[start of SUPPLIED TEXT]

* [PATCH] drm/ttm: remove race and optimise evicting destroyed buffers.
@ 2010-09-29 3:45 Dave Airlie
2010-09-29 10:28 ` Thomas Hellstrom
0 siblings, 1 reply; 2+ messages in thread
From: Dave Airlie @ 2010-09-29 3:45 UTC (permalink / raw)
To: dri-devel
From: Dave Airlie <airlied@redhat.com>
A race condition was identifed that led to a leak of the BOs, when
a bo was on the delayed delete list and was selected for eviction,
the code would enter
thread 1 (evict) -- thread2 (dd)
bo added to delayed destroy list
take lru lock
ttm_mem_evict_first called
- reserve locked
- remove from lru
- drop lru lock
take lru lock
try del from lru - get put_count == 0
try to reserve locked
- drop lru lock to wait unreserved
call bo_evict
unreserve buffer
- take lru lock
- add back to lru
- unreserver
- drop lru lock
take lru lock due to unreserved
unbind ttm
drop put_count references (which is 0)
despite being on the lru/swap lru lists.
leak due to never losing reference
The obvious quick fix is to try the bo from the ddestroy list if we
are going to evict it, however if we are going to evict a buffer that
is going to be destroyed we should just destroy it instead, its more
likely to be a lighter-weight operation than evict + delayed destroy.

[end of SUPPLIED TEXT]
[start of EXERCISE MATERIALS]

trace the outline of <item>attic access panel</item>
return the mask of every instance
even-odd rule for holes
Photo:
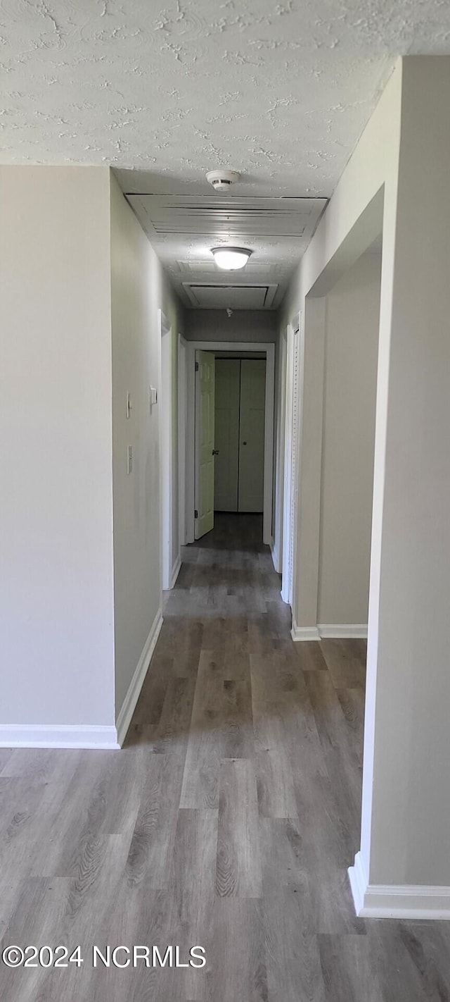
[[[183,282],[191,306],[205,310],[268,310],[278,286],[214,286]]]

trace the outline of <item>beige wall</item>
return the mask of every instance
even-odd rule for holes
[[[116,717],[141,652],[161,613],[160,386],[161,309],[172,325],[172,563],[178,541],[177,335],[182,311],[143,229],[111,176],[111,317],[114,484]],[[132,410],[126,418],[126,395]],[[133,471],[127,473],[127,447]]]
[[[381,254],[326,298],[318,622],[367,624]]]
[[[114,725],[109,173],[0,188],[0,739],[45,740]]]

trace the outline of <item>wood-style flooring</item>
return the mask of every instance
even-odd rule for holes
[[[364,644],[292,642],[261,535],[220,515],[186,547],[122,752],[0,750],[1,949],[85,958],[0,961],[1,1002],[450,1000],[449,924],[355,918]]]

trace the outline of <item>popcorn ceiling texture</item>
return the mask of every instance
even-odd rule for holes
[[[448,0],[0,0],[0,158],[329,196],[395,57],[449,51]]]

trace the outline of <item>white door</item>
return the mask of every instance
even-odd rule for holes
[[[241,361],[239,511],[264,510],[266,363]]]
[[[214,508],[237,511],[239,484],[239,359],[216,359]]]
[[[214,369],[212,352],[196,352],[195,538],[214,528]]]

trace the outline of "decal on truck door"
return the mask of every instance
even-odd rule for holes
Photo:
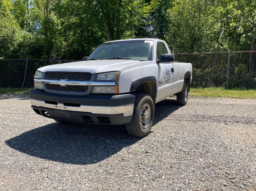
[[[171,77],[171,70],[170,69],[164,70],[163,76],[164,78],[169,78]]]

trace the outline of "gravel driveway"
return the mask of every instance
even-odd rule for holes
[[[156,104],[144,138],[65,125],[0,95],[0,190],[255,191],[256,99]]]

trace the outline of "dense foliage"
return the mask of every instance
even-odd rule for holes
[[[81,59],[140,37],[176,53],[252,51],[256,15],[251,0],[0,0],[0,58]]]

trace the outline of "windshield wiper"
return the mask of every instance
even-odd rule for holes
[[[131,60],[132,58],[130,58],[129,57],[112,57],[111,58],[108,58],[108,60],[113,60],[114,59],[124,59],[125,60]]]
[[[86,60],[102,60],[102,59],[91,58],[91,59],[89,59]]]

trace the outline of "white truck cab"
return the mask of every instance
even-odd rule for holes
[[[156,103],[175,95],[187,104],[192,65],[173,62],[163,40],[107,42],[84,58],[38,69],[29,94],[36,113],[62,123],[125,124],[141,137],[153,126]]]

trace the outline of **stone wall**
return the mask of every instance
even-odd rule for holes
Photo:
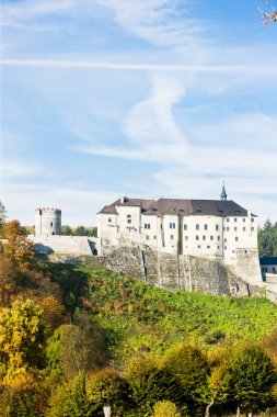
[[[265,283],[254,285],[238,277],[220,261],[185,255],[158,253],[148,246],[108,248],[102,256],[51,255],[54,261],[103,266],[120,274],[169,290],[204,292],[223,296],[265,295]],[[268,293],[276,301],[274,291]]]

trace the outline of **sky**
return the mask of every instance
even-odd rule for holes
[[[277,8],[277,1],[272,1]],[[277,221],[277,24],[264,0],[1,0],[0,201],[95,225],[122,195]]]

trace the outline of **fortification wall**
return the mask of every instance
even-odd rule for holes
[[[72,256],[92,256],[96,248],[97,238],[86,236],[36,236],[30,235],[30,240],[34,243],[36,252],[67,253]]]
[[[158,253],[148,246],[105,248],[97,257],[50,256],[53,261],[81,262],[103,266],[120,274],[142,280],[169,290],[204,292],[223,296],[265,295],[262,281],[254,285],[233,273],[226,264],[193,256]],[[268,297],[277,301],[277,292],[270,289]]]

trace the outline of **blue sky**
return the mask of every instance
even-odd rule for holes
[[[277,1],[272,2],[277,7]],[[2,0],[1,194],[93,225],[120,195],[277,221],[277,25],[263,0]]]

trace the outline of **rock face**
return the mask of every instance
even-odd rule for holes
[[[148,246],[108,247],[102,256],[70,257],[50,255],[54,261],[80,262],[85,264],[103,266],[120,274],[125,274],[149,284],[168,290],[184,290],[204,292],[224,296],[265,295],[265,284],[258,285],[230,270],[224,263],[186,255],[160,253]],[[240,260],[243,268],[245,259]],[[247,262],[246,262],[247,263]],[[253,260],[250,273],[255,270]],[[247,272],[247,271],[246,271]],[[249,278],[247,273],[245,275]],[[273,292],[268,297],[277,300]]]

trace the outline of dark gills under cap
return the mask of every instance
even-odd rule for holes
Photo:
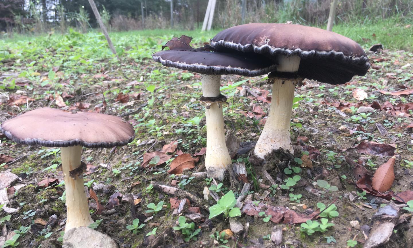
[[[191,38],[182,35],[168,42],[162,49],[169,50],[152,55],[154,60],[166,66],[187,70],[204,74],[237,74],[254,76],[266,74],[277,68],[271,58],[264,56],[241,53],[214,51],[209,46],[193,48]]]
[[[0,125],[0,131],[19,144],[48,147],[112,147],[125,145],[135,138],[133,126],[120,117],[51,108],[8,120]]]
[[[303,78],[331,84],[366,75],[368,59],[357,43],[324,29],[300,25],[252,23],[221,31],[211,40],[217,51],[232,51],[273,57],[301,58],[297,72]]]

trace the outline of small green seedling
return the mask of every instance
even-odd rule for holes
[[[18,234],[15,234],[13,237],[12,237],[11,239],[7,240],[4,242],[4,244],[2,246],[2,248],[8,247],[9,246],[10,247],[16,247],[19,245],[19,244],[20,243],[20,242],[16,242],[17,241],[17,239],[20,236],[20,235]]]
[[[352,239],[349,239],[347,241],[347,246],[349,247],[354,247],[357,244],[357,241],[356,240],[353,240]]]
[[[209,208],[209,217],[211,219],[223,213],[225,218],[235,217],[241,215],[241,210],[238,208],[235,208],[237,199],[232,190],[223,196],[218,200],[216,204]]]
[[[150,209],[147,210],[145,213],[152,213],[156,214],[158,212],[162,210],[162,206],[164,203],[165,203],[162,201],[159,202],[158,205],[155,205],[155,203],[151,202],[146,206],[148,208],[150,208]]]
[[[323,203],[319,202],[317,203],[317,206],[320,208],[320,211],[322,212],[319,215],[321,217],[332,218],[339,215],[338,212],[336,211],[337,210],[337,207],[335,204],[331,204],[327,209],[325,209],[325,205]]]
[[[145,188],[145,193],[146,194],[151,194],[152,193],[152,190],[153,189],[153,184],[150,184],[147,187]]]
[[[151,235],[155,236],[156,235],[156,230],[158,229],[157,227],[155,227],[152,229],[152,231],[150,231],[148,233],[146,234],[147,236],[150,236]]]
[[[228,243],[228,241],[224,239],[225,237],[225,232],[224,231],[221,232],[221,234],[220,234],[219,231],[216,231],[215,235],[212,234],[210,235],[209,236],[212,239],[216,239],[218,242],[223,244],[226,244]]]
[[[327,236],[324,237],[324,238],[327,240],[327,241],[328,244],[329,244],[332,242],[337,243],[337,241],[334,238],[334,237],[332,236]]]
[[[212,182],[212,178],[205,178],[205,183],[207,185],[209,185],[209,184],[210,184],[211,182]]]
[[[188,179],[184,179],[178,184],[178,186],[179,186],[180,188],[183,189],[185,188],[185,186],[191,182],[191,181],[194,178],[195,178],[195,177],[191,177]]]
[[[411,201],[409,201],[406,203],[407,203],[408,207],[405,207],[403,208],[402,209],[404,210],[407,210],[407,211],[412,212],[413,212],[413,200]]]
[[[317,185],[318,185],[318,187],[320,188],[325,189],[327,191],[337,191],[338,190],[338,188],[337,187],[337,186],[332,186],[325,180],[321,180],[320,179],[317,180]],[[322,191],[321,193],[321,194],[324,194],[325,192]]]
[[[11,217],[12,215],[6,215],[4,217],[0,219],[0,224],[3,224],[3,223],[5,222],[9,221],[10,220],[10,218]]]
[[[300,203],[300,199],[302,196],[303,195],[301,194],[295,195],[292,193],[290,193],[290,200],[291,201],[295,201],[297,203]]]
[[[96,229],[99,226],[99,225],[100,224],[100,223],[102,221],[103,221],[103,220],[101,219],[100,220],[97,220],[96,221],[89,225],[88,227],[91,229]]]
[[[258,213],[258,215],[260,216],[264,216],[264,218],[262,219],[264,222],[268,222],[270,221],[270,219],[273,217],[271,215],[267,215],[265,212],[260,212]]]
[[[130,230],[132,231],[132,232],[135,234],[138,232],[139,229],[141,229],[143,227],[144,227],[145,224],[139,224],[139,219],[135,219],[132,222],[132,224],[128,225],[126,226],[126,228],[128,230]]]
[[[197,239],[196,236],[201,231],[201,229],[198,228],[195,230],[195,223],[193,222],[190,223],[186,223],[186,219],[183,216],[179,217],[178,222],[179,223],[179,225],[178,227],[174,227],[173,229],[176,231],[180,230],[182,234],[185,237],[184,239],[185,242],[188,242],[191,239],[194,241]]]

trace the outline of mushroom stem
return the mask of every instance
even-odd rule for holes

[end of EXERCISE MATERIALS]
[start of EXERCISE MATERIALS]

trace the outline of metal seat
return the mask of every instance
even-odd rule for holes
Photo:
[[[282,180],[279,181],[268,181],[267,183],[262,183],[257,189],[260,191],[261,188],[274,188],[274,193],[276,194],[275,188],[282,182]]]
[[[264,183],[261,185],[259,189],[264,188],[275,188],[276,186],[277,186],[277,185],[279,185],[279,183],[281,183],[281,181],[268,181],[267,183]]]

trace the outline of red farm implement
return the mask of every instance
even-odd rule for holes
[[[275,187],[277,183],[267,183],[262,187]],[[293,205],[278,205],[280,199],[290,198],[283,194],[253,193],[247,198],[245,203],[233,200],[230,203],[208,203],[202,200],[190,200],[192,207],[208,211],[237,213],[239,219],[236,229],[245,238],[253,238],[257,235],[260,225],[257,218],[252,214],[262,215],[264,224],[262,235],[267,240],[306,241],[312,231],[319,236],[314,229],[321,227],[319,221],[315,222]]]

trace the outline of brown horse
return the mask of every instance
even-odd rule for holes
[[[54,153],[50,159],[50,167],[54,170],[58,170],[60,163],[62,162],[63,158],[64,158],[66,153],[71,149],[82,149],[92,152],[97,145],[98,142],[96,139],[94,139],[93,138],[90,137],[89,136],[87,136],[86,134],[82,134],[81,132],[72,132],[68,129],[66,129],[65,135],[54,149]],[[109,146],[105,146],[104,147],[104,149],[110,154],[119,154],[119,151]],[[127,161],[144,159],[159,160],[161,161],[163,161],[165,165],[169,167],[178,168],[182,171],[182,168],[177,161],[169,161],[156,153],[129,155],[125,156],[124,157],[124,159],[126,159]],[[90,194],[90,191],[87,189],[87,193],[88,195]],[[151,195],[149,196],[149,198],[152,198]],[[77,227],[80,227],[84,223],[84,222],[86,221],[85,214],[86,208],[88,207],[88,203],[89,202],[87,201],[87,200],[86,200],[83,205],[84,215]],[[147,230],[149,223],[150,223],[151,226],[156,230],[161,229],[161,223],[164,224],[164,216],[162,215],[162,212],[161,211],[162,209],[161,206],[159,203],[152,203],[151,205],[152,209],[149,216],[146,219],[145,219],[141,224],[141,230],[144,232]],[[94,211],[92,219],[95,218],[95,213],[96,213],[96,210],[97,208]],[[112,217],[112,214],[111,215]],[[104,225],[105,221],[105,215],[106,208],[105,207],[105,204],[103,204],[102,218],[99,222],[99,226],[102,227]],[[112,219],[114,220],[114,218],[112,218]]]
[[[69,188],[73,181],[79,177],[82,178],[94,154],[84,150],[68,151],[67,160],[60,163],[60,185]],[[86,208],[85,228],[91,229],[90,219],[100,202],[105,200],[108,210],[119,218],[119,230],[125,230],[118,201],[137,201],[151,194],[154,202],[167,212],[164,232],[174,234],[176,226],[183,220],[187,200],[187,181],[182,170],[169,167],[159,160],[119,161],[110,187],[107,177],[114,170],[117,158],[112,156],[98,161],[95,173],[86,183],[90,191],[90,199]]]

[end of EXERCISE MATERIALS]
[start of EXERCISE MATERIALS]

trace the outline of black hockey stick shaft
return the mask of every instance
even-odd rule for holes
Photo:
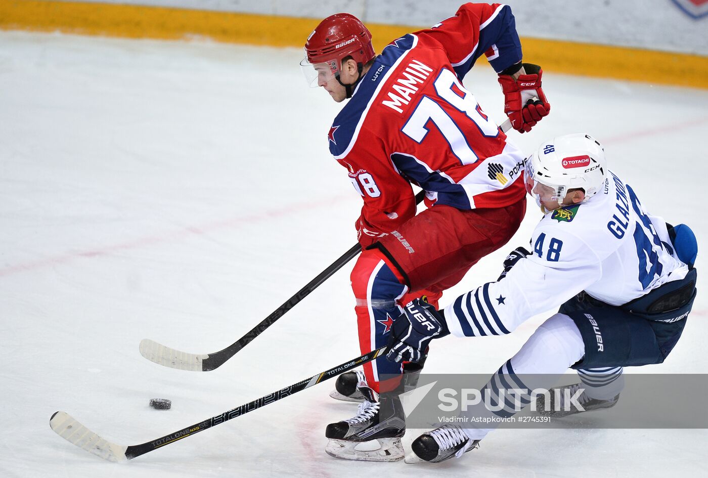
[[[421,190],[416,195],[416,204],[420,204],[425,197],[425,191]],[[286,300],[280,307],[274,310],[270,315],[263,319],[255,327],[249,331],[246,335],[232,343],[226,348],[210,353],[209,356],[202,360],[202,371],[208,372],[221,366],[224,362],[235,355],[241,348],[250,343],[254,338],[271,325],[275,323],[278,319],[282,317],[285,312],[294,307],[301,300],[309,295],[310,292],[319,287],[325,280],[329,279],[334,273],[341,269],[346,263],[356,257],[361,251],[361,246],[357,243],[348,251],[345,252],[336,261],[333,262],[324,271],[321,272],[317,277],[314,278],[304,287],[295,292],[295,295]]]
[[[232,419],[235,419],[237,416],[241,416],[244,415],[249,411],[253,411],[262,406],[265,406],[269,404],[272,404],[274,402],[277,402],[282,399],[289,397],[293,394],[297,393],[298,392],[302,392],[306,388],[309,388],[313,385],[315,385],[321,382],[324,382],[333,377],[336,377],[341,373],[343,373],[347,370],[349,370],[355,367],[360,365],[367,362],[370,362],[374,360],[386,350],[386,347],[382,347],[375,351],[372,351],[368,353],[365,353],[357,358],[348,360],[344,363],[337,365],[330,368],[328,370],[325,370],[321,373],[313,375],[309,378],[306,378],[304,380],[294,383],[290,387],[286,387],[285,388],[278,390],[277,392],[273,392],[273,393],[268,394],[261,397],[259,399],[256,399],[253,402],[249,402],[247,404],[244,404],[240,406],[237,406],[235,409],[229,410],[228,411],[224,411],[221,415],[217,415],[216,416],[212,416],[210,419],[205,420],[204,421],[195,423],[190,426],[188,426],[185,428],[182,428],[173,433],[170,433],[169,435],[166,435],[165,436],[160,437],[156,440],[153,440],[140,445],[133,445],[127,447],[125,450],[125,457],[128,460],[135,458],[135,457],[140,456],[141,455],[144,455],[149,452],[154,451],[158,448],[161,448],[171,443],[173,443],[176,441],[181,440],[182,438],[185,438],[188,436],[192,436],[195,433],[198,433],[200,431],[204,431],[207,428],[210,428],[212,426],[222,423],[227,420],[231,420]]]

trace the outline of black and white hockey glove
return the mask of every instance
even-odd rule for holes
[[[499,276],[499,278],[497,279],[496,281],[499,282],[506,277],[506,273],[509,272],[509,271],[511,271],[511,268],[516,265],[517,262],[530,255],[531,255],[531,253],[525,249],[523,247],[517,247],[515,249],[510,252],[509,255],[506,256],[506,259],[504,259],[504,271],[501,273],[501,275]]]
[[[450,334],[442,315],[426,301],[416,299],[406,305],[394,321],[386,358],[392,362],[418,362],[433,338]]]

[end of EXERCISE MATERIALS]

■ INSTRUCTIONS
1: Rewrite the patch description from "leak due to" to "evict + delayed destroy.", putting "cheaper" in place of "lighter-weight".
2: Turn the records from the line with "trace the outline of <item>attic" to the line with "[[[114,725],[109,173],[0,188],[0,739],[45,740]]]" into a JSON list of strings, one string per line and no blank lines. Leave the pictures out.
The text and the records have nothing to do with each other.

■ ANSWERS BELOW
1:
leak due to never losing reference
The obvious quick fix is to try the bo from the ddestroy list if we
are going to evict it, however if we are going to evict a buffer that
is going to be destroyed we should just destroy it instead, its more
likely to be a cheaper operation than evict + delayed destroy.

2:
[
  "trace the outline of <item>attic access panel</item>",
  "return the mask of every instance",
  "even-odd rule for holes",
  "Photo:",
  "[[[183,282],[191,306],[205,310],[268,310],[278,286],[214,286]]]",
  "trace the outline of <item>beige wall</item>",
  "return the mask of every instance",
  "even-odd rule for holes",
  "[[[116,717],[141,652],[161,613],[160,386],[161,309],[172,325],[172,563],[178,541],[177,335],[182,311],[143,229],[111,176],[111,317],[114,484]],[[132,410],[126,418],[126,395]],[[133,471],[127,473],[127,447]]]",
  "[[[381,254],[326,298],[318,622],[367,624]]]",
  "[[[114,725],[109,173],[0,188],[0,739],[45,740]]]"
]